- _Passage provided_:
#####

Copyright © 2019 by Thomas E. Dickey
This is a collection of notes and links related to the dired program.
Very briefly: the name "dired" has been applied to a succession of programs (and parts of programs) for editing directories.
I have found no connection between dired and flist, which use the same idea.
Here is a chronology for the earlier dired using the information from the saildart archive:
Stanley Kugel began writing a program called dired in 1974, as a student at Stanford. According to the documentation:
Dired is a "Directory Editor". It is operationally similar to E. It displays a list of the files in a given directory, and permits you to modify this display to modify the state of your files.
Later that year, the “E” program was modified to allow it to run the external dired “DRD” program, by adding its name to a table.
A couple of years later, the documentation for “E” was updated to list “DRD” as a keyword.
The following year, the documentation was updated to tell what “DRD” was, i.e., dired.
At the same time (1977-1978), several updates were made to dired, e.g., to make it usable by the rest of the SAIL community.
To summarize, the program was under development for a few years, but not published until late 1977. At that point, further changes were needed, and users provided feedback (and problem reports). About 20% of the 3300-line assembly-language program changed as a result. After Kugel left Stanford in 1978, development of this older dired stopped, although it was in use for some time. The older source code is unavailable (i.e., before the updates in late 1977), but the older documentation is available.

#####

- _Stored data_:
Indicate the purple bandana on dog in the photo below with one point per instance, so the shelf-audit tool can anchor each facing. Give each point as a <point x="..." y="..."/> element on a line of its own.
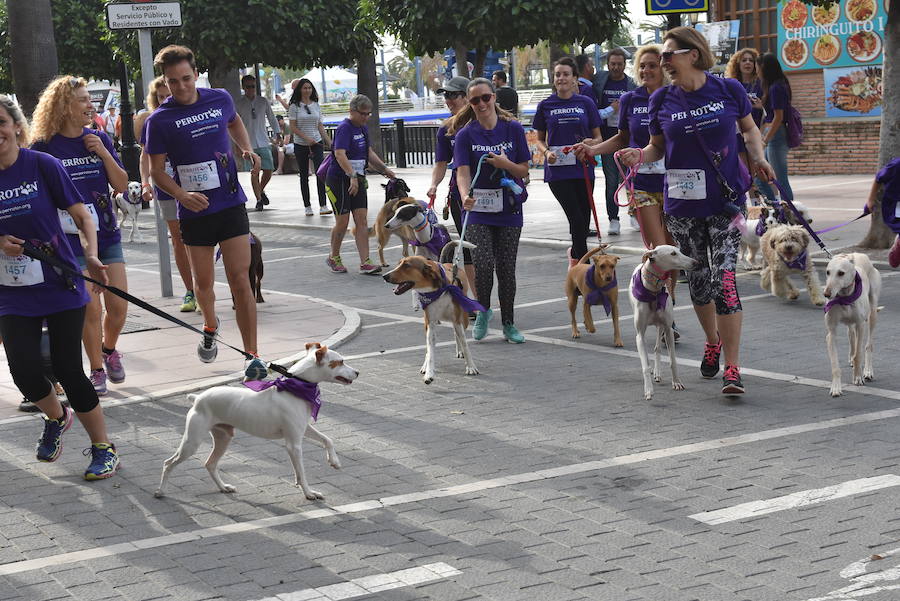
<point x="798" y="263"/>
<point x="301" y="389"/>
<point x="850" y="298"/>
<point x="640" y="292"/>
<point x="466" y="304"/>
<point x="597" y="295"/>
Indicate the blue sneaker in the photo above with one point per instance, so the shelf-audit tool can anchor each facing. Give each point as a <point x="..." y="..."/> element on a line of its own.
<point x="50" y="445"/>
<point x="104" y="461"/>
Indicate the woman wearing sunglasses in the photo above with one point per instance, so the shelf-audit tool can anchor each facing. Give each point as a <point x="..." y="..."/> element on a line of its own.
<point x="692" y="125"/>
<point x="454" y="92"/>
<point x="491" y="157"/>
<point x="305" y="122"/>
<point x="562" y="120"/>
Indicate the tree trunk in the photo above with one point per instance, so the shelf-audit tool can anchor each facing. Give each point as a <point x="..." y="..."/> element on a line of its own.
<point x="32" y="49"/>
<point x="879" y="235"/>
<point x="367" y="83"/>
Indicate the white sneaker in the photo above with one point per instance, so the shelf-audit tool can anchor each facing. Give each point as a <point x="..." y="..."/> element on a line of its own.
<point x="614" y="227"/>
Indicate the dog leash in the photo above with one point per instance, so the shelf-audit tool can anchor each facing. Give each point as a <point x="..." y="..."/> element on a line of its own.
<point x="34" y="252"/>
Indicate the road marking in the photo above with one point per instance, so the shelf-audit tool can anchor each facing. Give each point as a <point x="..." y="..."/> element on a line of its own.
<point x="797" y="499"/>
<point x="371" y="584"/>
<point x="437" y="493"/>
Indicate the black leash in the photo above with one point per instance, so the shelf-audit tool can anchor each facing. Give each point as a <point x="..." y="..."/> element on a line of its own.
<point x="36" y="253"/>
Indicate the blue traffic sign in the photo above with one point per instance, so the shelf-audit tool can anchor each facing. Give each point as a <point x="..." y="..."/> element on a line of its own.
<point x="661" y="7"/>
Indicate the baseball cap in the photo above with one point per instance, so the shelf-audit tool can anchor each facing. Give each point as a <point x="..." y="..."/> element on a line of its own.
<point x="457" y="84"/>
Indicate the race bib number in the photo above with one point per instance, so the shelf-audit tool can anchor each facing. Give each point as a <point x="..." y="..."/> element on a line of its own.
<point x="563" y="159"/>
<point x="358" y="165"/>
<point x="68" y="223"/>
<point x="686" y="184"/>
<point x="199" y="176"/>
<point x="20" y="271"/>
<point x="488" y="201"/>
<point x="654" y="168"/>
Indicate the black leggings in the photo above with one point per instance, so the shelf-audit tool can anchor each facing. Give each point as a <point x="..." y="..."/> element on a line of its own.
<point x="572" y="197"/>
<point x="22" y="339"/>
<point x="302" y="153"/>
<point x="496" y="249"/>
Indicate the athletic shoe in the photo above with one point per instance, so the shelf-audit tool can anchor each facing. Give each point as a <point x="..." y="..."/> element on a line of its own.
<point x="98" y="379"/>
<point x="709" y="366"/>
<point x="336" y="264"/>
<point x="512" y="334"/>
<point x="104" y="461"/>
<point x="614" y="227"/>
<point x="50" y="445"/>
<point x="255" y="369"/>
<point x="731" y="381"/>
<point x="368" y="268"/>
<point x="479" y="331"/>
<point x="189" y="302"/>
<point x="114" y="369"/>
<point x="894" y="255"/>
<point x="207" y="348"/>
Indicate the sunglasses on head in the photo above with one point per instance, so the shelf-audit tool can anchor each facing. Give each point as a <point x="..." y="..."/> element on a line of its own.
<point x="667" y="55"/>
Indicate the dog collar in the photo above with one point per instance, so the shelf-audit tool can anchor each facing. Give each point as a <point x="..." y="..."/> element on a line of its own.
<point x="850" y="298"/>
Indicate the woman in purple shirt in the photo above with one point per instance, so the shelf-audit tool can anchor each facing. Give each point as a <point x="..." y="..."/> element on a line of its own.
<point x="562" y="120"/>
<point x="689" y="119"/>
<point x="60" y="129"/>
<point x="489" y="136"/>
<point x="34" y="187"/>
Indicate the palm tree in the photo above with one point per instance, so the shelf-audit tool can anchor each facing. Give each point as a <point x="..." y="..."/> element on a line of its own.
<point x="32" y="49"/>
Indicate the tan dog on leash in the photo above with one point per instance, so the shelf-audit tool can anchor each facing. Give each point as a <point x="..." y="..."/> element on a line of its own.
<point x="602" y="284"/>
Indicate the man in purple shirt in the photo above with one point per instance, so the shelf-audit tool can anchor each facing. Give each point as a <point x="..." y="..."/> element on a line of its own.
<point x="194" y="128"/>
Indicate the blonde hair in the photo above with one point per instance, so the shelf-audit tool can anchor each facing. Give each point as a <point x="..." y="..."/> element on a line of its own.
<point x="690" y="38"/>
<point x="53" y="107"/>
<point x="733" y="68"/>
<point x="155" y="85"/>
<point x="639" y="55"/>
<point x="467" y="114"/>
<point x="18" y="118"/>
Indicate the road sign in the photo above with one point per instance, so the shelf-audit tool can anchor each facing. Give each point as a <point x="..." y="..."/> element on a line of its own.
<point x="662" y="7"/>
<point x="145" y="15"/>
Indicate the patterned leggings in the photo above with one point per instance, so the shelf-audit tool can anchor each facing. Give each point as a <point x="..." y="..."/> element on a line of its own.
<point x="712" y="242"/>
<point x="497" y="247"/>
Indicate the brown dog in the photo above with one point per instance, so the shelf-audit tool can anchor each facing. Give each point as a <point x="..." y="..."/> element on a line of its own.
<point x="604" y="281"/>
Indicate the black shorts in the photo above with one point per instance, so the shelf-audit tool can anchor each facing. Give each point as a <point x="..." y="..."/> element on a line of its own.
<point x="338" y="190"/>
<point x="209" y="230"/>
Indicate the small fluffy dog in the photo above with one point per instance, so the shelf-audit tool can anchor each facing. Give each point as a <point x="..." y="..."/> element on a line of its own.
<point x="854" y="286"/>
<point x="128" y="205"/>
<point x="594" y="279"/>
<point x="272" y="413"/>
<point x="784" y="251"/>
<point x="440" y="303"/>
<point x="652" y="305"/>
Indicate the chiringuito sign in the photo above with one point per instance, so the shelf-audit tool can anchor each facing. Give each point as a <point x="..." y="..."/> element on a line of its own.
<point x="143" y="15"/>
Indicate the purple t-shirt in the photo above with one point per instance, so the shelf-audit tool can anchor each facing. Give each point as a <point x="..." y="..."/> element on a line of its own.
<point x="443" y="152"/>
<point x="635" y="121"/>
<point x="472" y="142"/>
<point x="565" y="122"/>
<point x="353" y="139"/>
<point x="777" y="101"/>
<point x="89" y="176"/>
<point x="614" y="90"/>
<point x="692" y="187"/>
<point x="31" y="191"/>
<point x="195" y="138"/>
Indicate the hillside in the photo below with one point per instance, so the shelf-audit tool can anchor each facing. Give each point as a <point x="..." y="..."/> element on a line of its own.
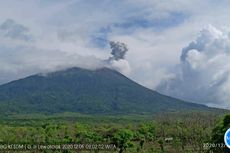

#####

- _Exercises_:
- A) Using the notes on dired, decide whether each statement below agrees with the text. Answer yes or no for each, and quote the words of the text that decide it.
(i) Kugel started writing dired in 1974 while he was a student at Stanford.
(ii) The source code of the older dired from before late 1977 is still available.
(iii) The author found a connection between dired and flist.
- B) Answer these questions from the notes on dired:
(i) What does the documentation call dired?
(ii) Which program was modified so that it could run the external dired program?
(iii) About what percentage of the assembly-language program changed after users gave feedback?

- _Results of the tasks_:
- A)
(i) Yes: "Stanley Kugel began writing a program called dired in 1974, as a student at Stanford."
(ii) No: "The older source code is unavailable (i.e., before the updates in late 1977)"
(iii) No: "I have found no connection between dired and flist, which use the same idea."

- B)
(i) A "Directory Editor"
(ii) The "E" program
(iii) About 20%